| ESERCIZIO 1 |
Trascrivi senza alcuna modifica il passo del testo sulla chiesa di Santa Maria della Grotta che va da "Ripreso il possesso" giù fino a "199 soggetti religiosi.", estremi inclusi.

La chiesa di Santa Maria della Grotta al Cassaro e il Collegio Massimo dei Gesuiti costituiscono il dismesso aggregato religioso e monumentale della Compagnia di Gesù ubicato nel centro storico di Palermo nel mandamento Monte di Pietà.[1]
Storia
Epoca spagnola
La seconda Casa dei Gesuiti o Collegio Massimo o Domus Studiorum fu edificata a partire dal 1586 su terreni già edificati con affaccio principale a mezzogiorno sulla Via Regia del Cassaro,[2] oggi Corso Vittorio Emanuele I.
Parte dei fabbricati confinavano con la chiesa di San Pantaleone[3] di rito greco. I gesuiti richiesero all'arcivescovo Cesare Marullo il permesso di demolire il tempio a condizione che fosse dedicata una cappella nella nuova struttura. L'avvio dei lavori per l'aggregato gesuitico avvenne il 14 ottobre 1586 sotto la direzione di Giuseppe Valeriano al quale si alternerà Tommaso Blandino. Il perfezionamento del tempio risale al 1615 per opera di Paolo Amato come recita la targa marmorea al tempo di Filippo V.[4]
Consacrata da Antonino Marullo vescovo di Siponto il 12 marzo 1646.[4] Vi si trasferì il quadro donato da Carlo V già collocato nella primitiva abbazia di Santa Maria della Grotta a Casa Professa.[4]
Epoca borbonica
Dopo l'espulsione e soppressione della Compagnia di Gesù del 1767 tutte le attività dei religiosi furono interrotte e sospese fino al 28 luglio 1800, allorquando Papa Pio VII scrisse a Carlo IV, re di Spagna, affinché acconsentisse al rientro della Compagnia nei regni borbonici. Con disposizione del 30 luglio 1804 sancita con dispaccio regio di Ferdinando III, re di Napoli e di Sicilia, del successivo 8 agosto, i religiosi rientrarono nell'isola. La chiesa del Collegio Massimo restò per uso delle Scuole, sotto la cura del Prefetto del Baglio. Ai religiosi fu concessa la sola attività volta all'insegnamento.
Ripreso il possesso dei beni, la provincia di Sicilia della Compagnia, dopo la provincia della Russia Bianca, era la più numerosa al mondo, con 199 soggetti religiosi.
1805, Ristabilimento della Compagnia e restauro della chiesa. Nello stesso anno un incendio distrugge il quadro e l'altare maggiore. Una copia sostituisce l'originale.

| ESERCIZIO 2 |
Dalle righe riportate più sotto estrai tali e quali quelle che vanno dalla riga contenente "the garden path." giù fino all'ultima riga, entrambe comprese.

| INSIEME DI RIGHE |
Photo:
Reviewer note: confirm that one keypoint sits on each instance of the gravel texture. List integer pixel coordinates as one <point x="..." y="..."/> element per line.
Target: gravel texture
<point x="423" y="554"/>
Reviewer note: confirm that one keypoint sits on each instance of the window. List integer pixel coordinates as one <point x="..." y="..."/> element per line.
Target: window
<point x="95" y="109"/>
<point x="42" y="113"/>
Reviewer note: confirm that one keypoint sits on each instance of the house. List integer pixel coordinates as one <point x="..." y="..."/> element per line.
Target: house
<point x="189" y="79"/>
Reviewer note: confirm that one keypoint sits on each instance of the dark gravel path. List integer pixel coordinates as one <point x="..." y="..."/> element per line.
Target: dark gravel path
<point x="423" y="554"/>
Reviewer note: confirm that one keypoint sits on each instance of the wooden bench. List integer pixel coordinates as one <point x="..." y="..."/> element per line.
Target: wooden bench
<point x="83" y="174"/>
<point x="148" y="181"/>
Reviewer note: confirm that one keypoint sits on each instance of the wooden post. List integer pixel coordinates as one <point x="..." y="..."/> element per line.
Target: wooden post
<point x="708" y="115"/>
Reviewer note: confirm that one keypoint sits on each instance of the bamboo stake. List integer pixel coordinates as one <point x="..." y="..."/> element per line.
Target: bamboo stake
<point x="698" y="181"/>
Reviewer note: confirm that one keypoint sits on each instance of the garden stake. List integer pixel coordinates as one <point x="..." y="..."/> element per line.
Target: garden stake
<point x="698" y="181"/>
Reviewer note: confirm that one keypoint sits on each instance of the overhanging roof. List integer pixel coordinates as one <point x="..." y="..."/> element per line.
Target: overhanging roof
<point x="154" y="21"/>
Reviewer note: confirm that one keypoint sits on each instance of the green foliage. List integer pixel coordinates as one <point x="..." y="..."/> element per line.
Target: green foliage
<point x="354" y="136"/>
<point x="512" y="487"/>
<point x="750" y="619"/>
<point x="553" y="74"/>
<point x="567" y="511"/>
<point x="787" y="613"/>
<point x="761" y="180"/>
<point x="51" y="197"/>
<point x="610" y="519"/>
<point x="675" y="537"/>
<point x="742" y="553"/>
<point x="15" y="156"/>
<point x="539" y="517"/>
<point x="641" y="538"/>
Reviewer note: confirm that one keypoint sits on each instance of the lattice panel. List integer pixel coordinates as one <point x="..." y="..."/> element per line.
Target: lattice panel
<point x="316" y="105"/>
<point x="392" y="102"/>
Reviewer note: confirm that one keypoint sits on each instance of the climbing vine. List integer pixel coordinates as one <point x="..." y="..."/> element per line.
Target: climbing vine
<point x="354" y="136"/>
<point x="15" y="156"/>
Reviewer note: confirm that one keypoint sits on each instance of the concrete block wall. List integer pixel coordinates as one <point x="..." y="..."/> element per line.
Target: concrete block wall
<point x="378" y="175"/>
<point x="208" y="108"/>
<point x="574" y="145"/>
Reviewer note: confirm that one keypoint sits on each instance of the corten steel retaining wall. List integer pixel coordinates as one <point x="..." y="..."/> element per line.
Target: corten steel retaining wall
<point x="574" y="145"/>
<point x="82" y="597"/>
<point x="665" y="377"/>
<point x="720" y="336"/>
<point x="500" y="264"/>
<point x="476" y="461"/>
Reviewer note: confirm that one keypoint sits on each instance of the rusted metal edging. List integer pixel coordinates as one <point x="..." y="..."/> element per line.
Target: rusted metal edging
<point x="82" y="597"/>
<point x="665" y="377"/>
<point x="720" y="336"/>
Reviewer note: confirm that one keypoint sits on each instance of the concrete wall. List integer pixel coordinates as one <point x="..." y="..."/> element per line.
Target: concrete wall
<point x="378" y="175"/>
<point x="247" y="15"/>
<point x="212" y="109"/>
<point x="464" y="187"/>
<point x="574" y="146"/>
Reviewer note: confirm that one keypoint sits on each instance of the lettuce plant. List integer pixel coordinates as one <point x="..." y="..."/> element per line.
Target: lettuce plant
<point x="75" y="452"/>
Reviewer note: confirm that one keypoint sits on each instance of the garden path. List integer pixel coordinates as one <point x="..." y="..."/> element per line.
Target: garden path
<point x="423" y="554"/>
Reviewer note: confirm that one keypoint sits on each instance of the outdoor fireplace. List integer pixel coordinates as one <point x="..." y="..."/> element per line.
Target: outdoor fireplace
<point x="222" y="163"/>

| RISPOSTA COMPLETA 1 |
Ripreso il possesso dei beni, la provincia di Sicilia della Compagnia, dopo la provincia della Russia Bianca, era la più numerosa al mondo, con 199 soggetti religiosi.

| RISPOSTA COMPLETA 2 |
Reviewer note: confirm that one keypoint sits on each instance of the garden path. List integer pixel coordinates as one <point x="..." y="..."/> element per line.
Target: garden path
<point x="423" y="554"/>
Reviewer note: confirm that one keypoint sits on each instance of the outdoor fireplace. List integer pixel coordinates as one <point x="..." y="..."/> element per line.
Target: outdoor fireplace
<point x="222" y="163"/>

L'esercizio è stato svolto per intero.